[GOAL]: Pull out each line in the data below that contains the word "blue". Case counts.

(Data listing)
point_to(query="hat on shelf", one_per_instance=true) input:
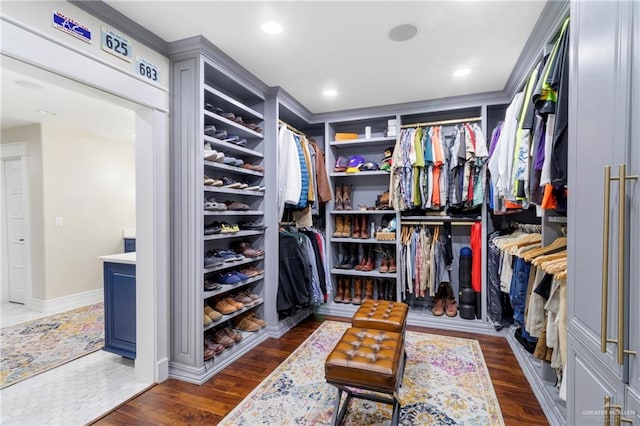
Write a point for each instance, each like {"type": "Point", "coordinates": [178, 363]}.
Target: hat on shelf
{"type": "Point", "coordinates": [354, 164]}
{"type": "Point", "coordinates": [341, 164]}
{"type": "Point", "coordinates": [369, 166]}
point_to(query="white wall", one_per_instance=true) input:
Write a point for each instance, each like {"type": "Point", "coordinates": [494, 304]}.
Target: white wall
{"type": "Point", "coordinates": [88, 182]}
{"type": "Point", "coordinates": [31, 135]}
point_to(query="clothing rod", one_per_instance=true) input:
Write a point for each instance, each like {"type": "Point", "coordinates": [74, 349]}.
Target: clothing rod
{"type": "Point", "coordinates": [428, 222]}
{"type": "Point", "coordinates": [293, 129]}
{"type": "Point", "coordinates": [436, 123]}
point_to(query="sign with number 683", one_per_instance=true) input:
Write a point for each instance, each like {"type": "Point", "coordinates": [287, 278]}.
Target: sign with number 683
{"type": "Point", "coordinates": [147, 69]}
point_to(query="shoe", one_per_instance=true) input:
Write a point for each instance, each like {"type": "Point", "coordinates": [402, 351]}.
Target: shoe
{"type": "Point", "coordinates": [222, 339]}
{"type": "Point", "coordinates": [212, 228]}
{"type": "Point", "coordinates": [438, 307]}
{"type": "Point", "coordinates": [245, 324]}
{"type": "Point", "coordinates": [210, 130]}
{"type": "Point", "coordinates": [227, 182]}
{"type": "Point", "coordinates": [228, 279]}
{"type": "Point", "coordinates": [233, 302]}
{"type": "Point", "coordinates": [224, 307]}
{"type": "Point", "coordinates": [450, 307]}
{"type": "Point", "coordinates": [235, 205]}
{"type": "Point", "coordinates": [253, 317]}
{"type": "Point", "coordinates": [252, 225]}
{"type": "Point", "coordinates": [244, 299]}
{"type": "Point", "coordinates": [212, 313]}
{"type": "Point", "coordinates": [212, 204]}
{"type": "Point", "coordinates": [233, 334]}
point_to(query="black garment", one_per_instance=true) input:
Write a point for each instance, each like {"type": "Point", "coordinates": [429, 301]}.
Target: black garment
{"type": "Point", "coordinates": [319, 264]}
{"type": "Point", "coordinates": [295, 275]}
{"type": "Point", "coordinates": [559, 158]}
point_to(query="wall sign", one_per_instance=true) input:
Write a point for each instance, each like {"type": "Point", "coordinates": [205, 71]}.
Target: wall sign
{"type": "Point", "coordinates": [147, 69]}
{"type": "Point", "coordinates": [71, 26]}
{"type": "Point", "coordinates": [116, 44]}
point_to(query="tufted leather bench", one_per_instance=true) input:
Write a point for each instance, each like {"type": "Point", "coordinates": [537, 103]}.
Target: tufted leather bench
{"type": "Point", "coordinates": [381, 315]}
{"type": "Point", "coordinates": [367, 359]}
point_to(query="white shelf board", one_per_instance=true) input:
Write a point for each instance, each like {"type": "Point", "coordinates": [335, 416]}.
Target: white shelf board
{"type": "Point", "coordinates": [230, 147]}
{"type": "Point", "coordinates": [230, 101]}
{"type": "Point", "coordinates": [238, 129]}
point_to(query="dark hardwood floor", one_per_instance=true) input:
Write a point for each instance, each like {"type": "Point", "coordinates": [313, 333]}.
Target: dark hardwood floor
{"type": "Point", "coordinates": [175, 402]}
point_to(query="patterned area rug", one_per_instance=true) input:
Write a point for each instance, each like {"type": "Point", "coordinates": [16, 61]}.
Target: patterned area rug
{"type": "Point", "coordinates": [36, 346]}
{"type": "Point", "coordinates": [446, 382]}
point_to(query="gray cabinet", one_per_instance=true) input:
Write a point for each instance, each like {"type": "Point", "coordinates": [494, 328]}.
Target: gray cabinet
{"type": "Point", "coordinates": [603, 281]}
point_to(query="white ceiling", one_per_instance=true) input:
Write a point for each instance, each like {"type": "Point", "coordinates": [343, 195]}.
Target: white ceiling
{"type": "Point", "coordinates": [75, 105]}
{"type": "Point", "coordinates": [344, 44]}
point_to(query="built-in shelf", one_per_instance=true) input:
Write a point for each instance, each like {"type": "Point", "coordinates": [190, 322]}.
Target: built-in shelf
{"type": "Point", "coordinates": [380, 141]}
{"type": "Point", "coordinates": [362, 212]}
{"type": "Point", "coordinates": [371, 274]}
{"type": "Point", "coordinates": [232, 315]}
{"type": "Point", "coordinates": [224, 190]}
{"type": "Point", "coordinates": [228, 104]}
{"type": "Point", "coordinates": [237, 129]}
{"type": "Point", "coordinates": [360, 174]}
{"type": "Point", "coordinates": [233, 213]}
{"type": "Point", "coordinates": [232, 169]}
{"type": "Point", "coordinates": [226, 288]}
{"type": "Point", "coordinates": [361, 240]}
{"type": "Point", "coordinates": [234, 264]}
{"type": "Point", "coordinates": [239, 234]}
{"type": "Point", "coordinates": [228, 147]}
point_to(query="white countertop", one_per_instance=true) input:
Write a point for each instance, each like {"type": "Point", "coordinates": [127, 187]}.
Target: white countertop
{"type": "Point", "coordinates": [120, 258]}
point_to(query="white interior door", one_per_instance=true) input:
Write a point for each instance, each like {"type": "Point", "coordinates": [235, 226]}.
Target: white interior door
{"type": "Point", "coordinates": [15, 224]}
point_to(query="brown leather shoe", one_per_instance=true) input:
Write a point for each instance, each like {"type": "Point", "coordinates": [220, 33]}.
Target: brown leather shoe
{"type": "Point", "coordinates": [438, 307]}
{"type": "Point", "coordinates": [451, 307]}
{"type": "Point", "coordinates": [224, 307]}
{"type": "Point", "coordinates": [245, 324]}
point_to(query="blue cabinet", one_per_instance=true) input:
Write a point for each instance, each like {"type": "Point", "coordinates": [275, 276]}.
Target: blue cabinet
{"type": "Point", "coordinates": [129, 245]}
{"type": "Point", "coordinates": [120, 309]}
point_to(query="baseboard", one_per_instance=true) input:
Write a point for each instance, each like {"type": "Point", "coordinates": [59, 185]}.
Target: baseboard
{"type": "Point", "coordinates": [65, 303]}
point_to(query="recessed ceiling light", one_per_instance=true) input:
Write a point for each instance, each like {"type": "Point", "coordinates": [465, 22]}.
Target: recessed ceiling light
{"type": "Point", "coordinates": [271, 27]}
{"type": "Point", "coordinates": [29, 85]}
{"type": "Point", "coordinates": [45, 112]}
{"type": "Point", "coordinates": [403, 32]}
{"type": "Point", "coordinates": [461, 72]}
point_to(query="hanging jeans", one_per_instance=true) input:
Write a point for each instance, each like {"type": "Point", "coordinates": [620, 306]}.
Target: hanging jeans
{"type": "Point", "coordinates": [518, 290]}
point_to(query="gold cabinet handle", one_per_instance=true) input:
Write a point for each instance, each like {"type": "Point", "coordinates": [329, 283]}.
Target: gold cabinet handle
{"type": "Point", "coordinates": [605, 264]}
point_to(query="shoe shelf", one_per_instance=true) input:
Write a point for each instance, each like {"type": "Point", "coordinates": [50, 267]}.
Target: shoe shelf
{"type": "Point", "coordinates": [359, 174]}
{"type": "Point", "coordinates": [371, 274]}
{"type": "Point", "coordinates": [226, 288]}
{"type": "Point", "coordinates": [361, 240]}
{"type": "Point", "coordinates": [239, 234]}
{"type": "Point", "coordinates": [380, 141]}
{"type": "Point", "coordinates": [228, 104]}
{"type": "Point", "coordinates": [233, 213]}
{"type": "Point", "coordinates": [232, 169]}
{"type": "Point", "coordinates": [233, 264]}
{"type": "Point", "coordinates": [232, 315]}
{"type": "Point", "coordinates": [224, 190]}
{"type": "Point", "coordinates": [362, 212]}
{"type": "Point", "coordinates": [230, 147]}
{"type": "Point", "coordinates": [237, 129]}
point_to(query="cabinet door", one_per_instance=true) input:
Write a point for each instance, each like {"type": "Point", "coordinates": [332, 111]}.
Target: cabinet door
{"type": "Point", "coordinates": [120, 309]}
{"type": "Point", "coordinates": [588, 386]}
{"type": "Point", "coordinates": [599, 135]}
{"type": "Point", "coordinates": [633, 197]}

[COMPLETED TASK]:
point_to(query="blue cabinet", one_per_instance=true) input:
Target: blue cabinet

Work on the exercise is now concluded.